(Image-grounded pointing data)
_____
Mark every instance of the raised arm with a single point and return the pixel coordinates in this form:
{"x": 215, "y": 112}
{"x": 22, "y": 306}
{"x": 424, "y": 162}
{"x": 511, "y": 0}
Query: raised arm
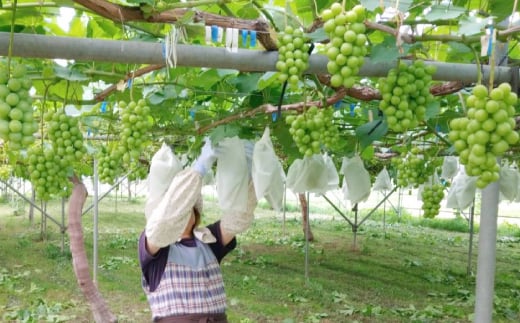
{"x": 170, "y": 216}
{"x": 232, "y": 224}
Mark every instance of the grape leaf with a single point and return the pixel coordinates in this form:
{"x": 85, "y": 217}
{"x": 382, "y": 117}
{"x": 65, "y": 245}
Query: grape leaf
{"x": 224, "y": 131}
{"x": 438, "y": 12}
{"x": 371, "y": 5}
{"x": 432, "y": 110}
{"x": 69, "y": 74}
{"x": 471, "y": 26}
{"x": 267, "y": 79}
{"x": 371, "y": 131}
{"x": 384, "y": 52}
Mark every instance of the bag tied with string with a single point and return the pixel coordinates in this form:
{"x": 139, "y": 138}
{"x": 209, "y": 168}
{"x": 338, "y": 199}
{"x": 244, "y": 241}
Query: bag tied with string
{"x": 383, "y": 181}
{"x": 267, "y": 172}
{"x": 163, "y": 167}
{"x": 508, "y": 184}
{"x": 462, "y": 191}
{"x": 308, "y": 175}
{"x": 357, "y": 179}
{"x": 450, "y": 166}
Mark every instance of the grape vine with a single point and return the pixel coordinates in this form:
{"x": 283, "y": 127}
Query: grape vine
{"x": 347, "y": 47}
{"x": 486, "y": 132}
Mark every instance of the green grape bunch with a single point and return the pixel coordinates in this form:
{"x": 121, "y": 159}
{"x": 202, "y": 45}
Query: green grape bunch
{"x": 313, "y": 130}
{"x": 432, "y": 196}
{"x": 293, "y": 56}
{"x": 110, "y": 164}
{"x": 486, "y": 132}
{"x": 413, "y": 168}
{"x": 48, "y": 173}
{"x": 17, "y": 124}
{"x": 405, "y": 95}
{"x": 347, "y": 47}
{"x": 135, "y": 124}
{"x": 66, "y": 136}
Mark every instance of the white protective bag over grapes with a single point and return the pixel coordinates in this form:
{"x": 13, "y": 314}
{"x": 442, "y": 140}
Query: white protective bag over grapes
{"x": 450, "y": 166}
{"x": 357, "y": 179}
{"x": 163, "y": 167}
{"x": 232, "y": 176}
{"x": 462, "y": 191}
{"x": 267, "y": 172}
{"x": 383, "y": 181}
{"x": 430, "y": 182}
{"x": 308, "y": 175}
{"x": 508, "y": 182}
{"x": 332, "y": 173}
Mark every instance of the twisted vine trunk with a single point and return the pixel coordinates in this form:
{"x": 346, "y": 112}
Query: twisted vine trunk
{"x": 305, "y": 217}
{"x": 98, "y": 306}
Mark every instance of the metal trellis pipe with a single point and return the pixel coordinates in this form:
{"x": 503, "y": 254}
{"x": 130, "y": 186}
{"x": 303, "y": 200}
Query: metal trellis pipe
{"x": 142, "y": 52}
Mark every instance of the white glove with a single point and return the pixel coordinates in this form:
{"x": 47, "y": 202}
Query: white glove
{"x": 207, "y": 158}
{"x": 249, "y": 146}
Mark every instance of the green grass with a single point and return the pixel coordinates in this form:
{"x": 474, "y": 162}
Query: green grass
{"x": 405, "y": 270}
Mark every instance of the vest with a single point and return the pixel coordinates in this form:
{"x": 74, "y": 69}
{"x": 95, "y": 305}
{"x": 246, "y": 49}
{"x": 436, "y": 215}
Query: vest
{"x": 191, "y": 283}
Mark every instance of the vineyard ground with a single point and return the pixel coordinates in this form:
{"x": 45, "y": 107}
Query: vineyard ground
{"x": 392, "y": 272}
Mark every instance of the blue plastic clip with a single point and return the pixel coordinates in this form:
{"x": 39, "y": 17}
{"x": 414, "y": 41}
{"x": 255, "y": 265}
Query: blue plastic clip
{"x": 252, "y": 40}
{"x": 214, "y": 33}
{"x": 352, "y": 108}
{"x": 244, "y": 37}
{"x": 490, "y": 42}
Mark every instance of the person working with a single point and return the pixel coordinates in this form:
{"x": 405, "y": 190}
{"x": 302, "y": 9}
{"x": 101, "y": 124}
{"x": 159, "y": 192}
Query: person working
{"x": 180, "y": 261}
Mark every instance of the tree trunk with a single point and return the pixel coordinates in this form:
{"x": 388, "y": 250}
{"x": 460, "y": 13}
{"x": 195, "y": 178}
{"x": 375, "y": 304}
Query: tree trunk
{"x": 305, "y": 217}
{"x": 31, "y": 206}
{"x": 98, "y": 306}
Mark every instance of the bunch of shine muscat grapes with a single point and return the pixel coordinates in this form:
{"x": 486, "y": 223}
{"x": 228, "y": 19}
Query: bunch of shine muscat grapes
{"x": 293, "y": 56}
{"x": 486, "y": 132}
{"x": 432, "y": 196}
{"x": 347, "y": 47}
{"x": 413, "y": 169}
{"x": 17, "y": 124}
{"x": 405, "y": 94}
{"x": 48, "y": 173}
{"x": 5, "y": 172}
{"x": 110, "y": 163}
{"x": 313, "y": 130}
{"x": 135, "y": 124}
{"x": 66, "y": 136}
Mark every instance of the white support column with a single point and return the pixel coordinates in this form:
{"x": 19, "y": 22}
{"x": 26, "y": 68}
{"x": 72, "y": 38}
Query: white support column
{"x": 487, "y": 254}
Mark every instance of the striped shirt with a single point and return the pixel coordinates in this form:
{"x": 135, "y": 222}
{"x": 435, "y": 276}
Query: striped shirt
{"x": 185, "y": 277}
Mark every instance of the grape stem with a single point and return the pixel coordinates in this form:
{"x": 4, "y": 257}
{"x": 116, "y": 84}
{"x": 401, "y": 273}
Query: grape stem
{"x": 11, "y": 38}
{"x": 492, "y": 60}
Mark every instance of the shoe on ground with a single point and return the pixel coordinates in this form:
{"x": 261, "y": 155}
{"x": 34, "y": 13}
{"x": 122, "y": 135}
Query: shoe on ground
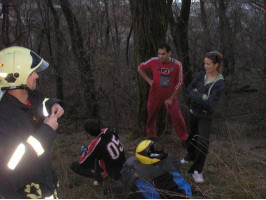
{"x": 198, "y": 178}
{"x": 183, "y": 161}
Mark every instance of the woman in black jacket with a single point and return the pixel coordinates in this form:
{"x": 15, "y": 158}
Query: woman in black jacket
{"x": 204, "y": 92}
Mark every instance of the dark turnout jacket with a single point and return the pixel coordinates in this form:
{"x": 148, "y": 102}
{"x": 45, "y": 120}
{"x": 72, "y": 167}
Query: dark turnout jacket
{"x": 17, "y": 123}
{"x": 200, "y": 106}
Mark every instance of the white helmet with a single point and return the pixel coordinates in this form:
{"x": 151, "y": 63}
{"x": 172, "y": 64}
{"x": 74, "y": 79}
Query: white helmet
{"x": 16, "y": 64}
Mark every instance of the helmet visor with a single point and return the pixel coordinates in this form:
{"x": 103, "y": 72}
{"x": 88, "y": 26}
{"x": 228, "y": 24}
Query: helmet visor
{"x": 42, "y": 67}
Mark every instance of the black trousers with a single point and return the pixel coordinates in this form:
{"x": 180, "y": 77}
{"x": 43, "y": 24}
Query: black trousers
{"x": 198, "y": 142}
{"x": 93, "y": 171}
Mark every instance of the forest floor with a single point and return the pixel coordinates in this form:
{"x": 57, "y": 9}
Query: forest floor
{"x": 235, "y": 166}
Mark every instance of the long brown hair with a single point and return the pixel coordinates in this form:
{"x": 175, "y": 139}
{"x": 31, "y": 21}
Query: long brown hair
{"x": 216, "y": 57}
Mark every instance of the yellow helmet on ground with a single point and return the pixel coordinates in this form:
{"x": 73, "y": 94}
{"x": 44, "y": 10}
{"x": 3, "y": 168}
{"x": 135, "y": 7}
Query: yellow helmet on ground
{"x": 147, "y": 154}
{"x": 16, "y": 64}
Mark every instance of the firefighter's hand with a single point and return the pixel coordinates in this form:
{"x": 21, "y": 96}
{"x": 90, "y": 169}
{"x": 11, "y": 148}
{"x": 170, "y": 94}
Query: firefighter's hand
{"x": 57, "y": 110}
{"x": 168, "y": 102}
{"x": 52, "y": 121}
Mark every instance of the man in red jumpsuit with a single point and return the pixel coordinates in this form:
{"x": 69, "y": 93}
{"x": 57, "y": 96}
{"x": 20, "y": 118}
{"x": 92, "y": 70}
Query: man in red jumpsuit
{"x": 165, "y": 85}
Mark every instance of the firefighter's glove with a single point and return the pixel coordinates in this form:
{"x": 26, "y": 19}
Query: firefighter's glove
{"x": 33, "y": 191}
{"x": 83, "y": 149}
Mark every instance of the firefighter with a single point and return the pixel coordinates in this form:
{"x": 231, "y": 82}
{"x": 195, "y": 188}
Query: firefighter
{"x": 104, "y": 157}
{"x": 152, "y": 173}
{"x": 26, "y": 134}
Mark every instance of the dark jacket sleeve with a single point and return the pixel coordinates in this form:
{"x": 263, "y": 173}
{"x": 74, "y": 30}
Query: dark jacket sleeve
{"x": 88, "y": 158}
{"x": 190, "y": 93}
{"x": 46, "y": 135}
{"x": 216, "y": 92}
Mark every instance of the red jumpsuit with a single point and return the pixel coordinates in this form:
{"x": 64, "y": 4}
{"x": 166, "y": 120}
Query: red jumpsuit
{"x": 158, "y": 95}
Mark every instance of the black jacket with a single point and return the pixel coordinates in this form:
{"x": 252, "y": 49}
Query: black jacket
{"x": 198, "y": 105}
{"x": 107, "y": 148}
{"x": 17, "y": 123}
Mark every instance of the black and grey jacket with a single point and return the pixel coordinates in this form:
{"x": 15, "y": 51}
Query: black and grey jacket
{"x": 204, "y": 100}
{"x": 18, "y": 123}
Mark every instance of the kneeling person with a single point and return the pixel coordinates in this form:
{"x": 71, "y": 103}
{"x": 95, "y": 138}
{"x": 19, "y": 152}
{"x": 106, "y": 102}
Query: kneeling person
{"x": 153, "y": 174}
{"x": 104, "y": 157}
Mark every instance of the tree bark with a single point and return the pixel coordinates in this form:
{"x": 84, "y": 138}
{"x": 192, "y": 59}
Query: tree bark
{"x": 206, "y": 39}
{"x": 179, "y": 32}
{"x": 5, "y": 23}
{"x": 83, "y": 59}
{"x": 58, "y": 52}
{"x": 226, "y": 39}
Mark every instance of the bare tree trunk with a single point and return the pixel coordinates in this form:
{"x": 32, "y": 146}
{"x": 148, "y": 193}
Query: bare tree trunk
_____
--- Exercise ---
In which lines of the records does the word "bare" appear? Copy each of them.

--- Exercise output ---
Mark every instance of the bare tree trunk with a single point and return the pixel coordinates in this form:
Query: bare tree trunk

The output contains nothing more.